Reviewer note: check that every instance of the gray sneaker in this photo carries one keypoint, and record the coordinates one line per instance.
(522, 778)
---
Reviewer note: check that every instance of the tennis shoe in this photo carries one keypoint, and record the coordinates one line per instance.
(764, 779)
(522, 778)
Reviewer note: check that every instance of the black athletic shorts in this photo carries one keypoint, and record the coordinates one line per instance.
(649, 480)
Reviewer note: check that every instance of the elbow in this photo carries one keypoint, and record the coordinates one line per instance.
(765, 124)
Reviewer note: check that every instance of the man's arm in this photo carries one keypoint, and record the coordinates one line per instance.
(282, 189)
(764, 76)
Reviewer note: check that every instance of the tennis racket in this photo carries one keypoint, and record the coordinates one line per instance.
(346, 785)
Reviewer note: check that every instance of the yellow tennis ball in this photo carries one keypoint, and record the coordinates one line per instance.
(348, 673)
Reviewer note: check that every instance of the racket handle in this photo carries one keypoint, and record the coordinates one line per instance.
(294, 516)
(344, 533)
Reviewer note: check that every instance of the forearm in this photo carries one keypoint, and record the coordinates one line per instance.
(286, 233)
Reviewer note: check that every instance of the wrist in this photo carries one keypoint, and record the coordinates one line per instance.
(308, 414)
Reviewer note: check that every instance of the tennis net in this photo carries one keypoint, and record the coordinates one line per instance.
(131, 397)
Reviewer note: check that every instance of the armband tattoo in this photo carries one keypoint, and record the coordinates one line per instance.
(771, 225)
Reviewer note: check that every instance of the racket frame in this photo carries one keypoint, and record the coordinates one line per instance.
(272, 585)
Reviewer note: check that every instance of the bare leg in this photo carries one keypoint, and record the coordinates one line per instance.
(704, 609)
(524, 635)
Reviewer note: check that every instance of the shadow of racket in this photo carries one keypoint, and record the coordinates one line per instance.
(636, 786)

YOUR GOAL –
Pick out every line in the material above that contains the word "tennis", and copy each one.

OUTPUT BELOW –
Reviewer note: check that every instance of the tennis shoe in this photo carries one keypoint, and record the coordinates one line per instance.
Reviewer note: check that every instance of the tennis racket in this photo carries one keypoint, and record the coordinates one line per instance.
Reviewer note: check that every instance of the yellow tennis ball in this photo carries one keypoint, and record the coordinates one line per instance.
Reviewer note: check that every instance of the tennis net in this photo carries one keypoint, and record the coordinates one line per instance.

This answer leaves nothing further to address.